#### Provided material
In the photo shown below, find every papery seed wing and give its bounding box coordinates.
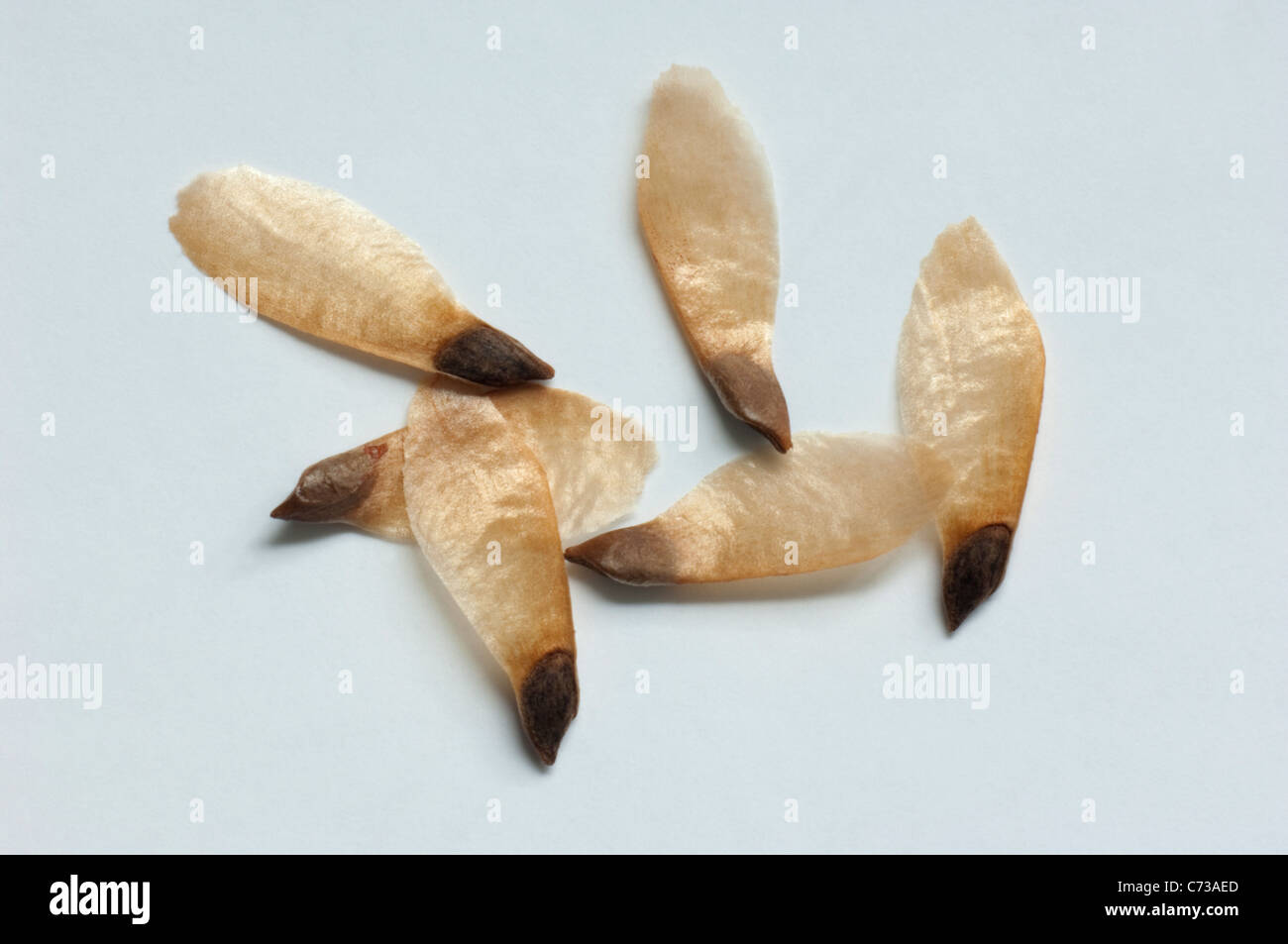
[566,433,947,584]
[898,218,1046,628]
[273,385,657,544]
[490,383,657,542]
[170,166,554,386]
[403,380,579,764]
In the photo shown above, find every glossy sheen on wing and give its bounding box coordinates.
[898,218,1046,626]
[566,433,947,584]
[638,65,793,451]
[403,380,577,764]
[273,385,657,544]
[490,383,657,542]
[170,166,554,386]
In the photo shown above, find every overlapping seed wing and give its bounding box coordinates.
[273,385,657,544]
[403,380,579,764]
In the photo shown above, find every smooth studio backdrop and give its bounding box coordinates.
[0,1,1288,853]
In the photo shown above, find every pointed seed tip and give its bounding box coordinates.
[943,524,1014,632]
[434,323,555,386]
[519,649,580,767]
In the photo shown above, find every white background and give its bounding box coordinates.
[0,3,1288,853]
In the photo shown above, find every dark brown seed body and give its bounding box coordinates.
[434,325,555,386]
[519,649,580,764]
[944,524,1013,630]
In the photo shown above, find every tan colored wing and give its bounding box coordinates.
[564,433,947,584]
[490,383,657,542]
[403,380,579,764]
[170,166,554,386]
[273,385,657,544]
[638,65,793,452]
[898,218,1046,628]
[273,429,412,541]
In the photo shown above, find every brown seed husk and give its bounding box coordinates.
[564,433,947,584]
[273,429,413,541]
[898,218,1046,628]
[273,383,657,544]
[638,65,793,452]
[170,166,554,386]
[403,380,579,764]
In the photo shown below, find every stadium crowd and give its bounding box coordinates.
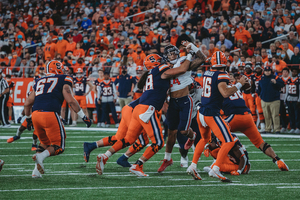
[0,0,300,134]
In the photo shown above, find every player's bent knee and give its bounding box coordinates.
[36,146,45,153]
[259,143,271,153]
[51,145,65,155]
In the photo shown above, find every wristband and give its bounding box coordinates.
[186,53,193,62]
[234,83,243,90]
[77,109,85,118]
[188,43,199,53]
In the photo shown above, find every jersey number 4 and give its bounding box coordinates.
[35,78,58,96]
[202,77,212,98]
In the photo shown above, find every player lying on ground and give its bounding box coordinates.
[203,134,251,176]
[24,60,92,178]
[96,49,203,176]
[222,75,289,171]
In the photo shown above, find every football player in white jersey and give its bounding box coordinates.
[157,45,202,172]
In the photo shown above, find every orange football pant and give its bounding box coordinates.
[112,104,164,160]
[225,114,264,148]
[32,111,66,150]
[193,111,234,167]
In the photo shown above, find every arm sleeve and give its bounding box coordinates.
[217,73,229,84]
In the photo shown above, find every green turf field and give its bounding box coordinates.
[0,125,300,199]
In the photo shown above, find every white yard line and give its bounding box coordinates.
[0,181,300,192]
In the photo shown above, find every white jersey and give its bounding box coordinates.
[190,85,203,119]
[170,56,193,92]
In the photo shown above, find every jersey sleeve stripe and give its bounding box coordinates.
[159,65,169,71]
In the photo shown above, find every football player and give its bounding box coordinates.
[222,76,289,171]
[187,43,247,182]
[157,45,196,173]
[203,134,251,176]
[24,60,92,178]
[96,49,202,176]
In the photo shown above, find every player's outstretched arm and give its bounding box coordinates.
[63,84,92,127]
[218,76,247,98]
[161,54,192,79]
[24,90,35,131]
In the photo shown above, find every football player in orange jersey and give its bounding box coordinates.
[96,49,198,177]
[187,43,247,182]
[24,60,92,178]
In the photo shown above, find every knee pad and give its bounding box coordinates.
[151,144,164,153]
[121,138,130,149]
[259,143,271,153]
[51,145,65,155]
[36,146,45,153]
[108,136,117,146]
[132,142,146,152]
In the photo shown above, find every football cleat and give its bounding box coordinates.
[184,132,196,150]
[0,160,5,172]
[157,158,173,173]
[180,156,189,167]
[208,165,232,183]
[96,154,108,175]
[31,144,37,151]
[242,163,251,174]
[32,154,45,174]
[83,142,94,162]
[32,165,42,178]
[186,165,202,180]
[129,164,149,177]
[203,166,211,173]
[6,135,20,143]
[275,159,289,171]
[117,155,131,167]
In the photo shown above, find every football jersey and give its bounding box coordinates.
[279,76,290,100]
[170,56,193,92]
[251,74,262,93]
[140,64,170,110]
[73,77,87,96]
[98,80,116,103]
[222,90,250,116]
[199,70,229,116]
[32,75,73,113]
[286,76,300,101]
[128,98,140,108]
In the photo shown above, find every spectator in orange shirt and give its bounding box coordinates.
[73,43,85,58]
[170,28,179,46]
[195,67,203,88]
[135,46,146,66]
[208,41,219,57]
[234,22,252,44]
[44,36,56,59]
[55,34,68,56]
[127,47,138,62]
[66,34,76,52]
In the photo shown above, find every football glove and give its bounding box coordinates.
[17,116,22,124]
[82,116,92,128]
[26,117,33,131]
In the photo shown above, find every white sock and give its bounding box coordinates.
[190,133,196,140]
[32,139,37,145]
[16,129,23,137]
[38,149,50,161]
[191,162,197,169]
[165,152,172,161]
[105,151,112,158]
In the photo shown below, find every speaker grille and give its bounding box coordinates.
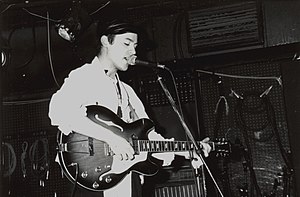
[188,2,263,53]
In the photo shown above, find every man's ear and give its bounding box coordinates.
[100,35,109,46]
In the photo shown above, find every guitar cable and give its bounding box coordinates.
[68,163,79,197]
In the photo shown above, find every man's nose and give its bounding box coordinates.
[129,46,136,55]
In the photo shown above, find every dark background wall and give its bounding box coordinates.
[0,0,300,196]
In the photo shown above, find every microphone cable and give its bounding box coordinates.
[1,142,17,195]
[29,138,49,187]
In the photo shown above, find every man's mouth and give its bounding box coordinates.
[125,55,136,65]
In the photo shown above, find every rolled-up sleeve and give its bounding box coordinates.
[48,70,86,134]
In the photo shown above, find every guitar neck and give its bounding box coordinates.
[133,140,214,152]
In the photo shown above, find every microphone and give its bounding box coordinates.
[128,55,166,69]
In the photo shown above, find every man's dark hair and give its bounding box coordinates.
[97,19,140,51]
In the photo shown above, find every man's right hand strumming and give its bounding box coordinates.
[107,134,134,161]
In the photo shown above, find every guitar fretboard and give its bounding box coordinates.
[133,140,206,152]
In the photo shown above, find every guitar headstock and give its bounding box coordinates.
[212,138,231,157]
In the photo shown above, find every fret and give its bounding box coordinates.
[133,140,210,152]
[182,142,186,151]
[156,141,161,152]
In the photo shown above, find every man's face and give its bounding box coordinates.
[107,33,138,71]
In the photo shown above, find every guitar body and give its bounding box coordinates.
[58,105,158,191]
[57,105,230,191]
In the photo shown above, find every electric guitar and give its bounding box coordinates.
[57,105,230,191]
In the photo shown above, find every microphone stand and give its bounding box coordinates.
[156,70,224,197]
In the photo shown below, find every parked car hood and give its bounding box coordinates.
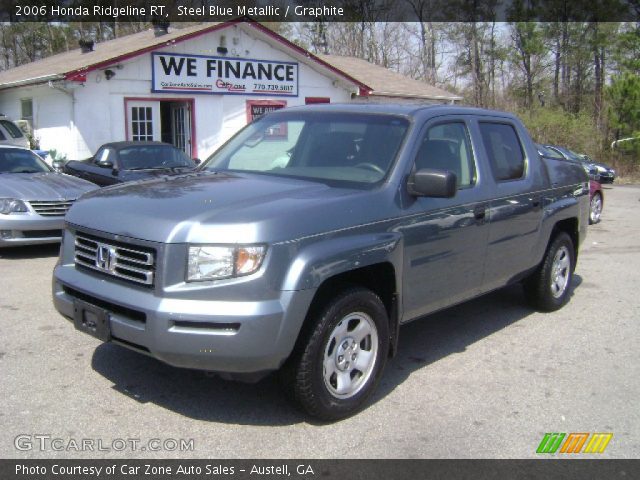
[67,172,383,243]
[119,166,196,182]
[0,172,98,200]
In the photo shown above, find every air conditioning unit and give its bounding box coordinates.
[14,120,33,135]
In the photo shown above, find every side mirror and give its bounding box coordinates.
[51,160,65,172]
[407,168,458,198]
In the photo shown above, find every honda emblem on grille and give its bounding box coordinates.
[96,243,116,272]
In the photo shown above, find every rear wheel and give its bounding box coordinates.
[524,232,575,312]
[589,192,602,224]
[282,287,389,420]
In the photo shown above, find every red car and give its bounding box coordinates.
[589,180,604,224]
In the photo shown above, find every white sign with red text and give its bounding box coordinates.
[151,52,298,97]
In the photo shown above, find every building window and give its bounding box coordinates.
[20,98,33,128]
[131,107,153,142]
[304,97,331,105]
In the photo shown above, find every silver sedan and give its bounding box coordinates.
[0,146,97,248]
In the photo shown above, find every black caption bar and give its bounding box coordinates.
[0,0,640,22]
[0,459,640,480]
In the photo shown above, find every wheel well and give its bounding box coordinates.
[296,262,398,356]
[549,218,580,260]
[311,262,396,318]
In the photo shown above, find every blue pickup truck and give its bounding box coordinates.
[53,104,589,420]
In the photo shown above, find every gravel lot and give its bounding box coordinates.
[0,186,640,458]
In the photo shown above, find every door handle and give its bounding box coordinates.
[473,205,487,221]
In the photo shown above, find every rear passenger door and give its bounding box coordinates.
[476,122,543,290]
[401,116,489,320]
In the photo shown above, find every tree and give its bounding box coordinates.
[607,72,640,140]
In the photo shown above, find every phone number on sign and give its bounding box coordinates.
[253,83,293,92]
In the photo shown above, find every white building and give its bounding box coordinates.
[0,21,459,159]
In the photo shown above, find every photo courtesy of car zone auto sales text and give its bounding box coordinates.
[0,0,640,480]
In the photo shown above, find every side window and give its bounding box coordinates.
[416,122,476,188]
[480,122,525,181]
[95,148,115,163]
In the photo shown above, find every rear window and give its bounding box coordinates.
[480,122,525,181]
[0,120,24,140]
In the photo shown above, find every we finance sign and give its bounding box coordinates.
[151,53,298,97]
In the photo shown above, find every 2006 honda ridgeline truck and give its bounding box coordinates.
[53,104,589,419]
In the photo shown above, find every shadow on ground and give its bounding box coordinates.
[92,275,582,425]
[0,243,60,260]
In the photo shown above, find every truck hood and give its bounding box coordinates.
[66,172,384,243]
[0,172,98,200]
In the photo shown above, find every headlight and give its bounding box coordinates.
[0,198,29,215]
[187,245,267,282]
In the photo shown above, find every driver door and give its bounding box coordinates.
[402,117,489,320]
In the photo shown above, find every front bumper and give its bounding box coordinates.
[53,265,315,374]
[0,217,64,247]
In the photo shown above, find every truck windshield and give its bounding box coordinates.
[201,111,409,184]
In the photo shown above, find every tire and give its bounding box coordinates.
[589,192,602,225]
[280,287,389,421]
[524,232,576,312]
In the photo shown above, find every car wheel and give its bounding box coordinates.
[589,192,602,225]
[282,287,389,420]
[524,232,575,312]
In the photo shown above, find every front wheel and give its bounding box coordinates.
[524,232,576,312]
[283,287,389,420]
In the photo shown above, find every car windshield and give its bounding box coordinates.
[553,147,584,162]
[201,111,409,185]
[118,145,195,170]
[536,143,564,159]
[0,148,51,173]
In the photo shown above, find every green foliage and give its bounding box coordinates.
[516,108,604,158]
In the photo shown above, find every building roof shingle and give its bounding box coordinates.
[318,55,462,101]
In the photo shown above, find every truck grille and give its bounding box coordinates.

#### Goal of the exercise
Reproduce the records from the line that contains "In the photo shown above, find every white sock" through the line that contains "[100,35,109,46]", including both of those lines. Leave the pictures out.

#### Task result
In the photo shown above, find every white sock and give its bounding box coordinates.
[190,133,196,140]
[32,139,37,145]
[16,129,23,137]
[38,149,50,161]
[191,162,197,169]
[165,152,172,161]
[105,151,112,158]
In the photo shown below, find every speaker grille and give its bounding box coordinates.
[188,2,263,53]
In the photo shown above, find every man's ear and give its bounding box coordinates.
[100,35,109,46]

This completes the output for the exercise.